WHAT IS ASKED> How many lines of the data below contain the word "Example"? Reply with only the number.

Stored data

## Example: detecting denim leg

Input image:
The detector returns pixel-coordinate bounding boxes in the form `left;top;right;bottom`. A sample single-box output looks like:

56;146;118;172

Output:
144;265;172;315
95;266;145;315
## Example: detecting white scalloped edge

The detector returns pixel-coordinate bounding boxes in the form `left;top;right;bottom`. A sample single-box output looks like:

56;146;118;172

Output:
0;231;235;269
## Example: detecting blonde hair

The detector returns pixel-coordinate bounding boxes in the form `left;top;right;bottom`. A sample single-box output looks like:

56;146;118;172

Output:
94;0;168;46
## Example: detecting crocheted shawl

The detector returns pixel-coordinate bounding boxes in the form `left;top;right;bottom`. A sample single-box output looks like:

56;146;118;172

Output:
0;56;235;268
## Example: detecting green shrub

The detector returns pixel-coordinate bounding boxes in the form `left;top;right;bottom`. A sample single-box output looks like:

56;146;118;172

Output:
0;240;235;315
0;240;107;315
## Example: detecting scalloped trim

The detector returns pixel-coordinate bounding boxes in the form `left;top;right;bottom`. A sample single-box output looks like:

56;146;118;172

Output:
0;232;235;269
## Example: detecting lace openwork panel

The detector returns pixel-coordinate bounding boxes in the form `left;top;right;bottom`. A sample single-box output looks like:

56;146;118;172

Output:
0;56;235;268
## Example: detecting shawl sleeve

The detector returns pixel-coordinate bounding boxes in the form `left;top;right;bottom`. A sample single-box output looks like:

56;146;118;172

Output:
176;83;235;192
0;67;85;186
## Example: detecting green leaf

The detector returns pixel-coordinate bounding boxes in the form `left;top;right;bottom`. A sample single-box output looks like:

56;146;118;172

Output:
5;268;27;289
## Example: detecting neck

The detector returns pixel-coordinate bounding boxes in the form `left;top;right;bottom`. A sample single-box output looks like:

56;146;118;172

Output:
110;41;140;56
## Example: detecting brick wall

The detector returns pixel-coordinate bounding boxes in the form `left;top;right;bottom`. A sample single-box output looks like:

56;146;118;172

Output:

TASK RESULT> 11